Measurement: >> O2k-Fluorescence LED2-Module.

O2k-Manual: >> Manual Fluorescent Magnesium Indicators.

Magnesium green and Calcium green share the same fluorophore moiety in their molecular structure. Therefore, the optical properties are very similar and the same fluorescence sensor and filter set can be used.

Use of Magnesium Green 5N hexapotassium salt to measure ADP-ATP exchange rates

Chinopoulos C (2013) MiPNet

Abstract: Edited by Fasching M.

• O2k-Network Lab: HU Budapest Chinopoulos C

Labels: MiParea: Respiration, Instruments;methods 

Preparation: Isolated mitochondria 

Regulation: ATP; ADP; AMP; PCr"ATP; ADP; AMP; PCr" is not in the list (Aerobic glycolysis, ADP, ATP, ATP production, AMP, Calcium, Coupling efficiency;uncoupling, Cyt c, Flux control, Inhibitor, ...) of allowed values for the "Respiration and regulation" property.

Required work
From the page on fluorescent magnesium indicators, render this sentence in Spanish: "Magnesium green and Calcium green share the same fluorophore moiety in their molecular structure." Rely only on the text about fluorescent magnesium indicators.

Dataset records
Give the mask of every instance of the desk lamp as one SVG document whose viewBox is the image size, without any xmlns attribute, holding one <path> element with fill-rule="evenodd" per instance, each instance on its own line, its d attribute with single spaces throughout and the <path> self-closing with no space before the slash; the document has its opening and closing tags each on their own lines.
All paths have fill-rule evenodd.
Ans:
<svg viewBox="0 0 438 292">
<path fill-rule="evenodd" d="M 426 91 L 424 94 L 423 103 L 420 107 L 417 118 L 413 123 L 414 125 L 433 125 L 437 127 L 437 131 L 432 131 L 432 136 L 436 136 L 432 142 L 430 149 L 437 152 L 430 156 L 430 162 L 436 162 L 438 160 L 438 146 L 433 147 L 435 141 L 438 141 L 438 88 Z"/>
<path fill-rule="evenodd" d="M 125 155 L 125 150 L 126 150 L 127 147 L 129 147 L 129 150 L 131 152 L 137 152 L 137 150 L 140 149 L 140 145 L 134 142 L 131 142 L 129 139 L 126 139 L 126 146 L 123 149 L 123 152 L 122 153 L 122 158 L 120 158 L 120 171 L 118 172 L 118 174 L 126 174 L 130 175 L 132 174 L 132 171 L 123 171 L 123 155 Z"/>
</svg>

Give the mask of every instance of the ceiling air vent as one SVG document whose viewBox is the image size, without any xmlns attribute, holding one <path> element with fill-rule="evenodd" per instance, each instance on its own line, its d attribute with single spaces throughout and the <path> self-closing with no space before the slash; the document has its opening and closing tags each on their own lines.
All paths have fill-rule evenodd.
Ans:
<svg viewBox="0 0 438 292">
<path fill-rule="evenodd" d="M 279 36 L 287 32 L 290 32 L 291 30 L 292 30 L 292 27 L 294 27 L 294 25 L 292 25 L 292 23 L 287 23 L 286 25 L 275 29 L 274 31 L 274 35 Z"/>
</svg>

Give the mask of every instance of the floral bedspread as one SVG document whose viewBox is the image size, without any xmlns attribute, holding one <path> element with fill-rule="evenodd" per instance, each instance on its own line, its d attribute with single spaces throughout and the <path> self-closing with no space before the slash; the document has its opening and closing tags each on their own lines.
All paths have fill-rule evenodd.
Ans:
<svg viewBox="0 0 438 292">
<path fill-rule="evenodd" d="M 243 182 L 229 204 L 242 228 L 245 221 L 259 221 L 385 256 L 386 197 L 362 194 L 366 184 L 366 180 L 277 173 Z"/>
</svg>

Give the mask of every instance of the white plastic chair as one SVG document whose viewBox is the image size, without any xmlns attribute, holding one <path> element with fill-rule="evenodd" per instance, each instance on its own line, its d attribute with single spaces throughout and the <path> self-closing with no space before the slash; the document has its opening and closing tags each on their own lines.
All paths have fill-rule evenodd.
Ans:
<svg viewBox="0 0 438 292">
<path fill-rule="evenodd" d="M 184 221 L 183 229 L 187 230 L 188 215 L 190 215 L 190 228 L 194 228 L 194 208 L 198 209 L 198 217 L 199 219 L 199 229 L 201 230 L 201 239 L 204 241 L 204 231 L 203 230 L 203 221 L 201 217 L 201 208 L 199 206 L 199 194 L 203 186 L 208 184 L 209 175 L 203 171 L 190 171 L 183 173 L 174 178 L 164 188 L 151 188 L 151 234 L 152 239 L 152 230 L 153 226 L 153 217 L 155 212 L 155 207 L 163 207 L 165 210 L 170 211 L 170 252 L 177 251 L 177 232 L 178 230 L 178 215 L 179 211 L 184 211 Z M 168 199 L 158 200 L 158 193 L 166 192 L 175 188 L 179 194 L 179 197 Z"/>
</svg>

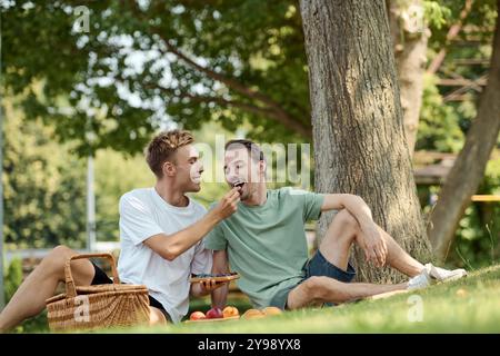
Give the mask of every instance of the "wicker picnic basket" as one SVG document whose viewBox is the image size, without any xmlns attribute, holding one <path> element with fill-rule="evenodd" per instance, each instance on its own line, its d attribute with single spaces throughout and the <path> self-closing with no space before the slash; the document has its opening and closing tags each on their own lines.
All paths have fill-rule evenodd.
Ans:
<svg viewBox="0 0 500 356">
<path fill-rule="evenodd" d="M 89 257 L 111 260 L 113 283 L 74 286 L 71 261 Z M 111 254 L 76 255 L 64 266 L 66 294 L 46 300 L 49 327 L 52 332 L 96 329 L 147 324 L 149 322 L 148 288 L 120 284 Z"/>
</svg>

Task result
Magnesium green y Calcium green comparten el mismo grupo fluoróforo en su estructura molecular.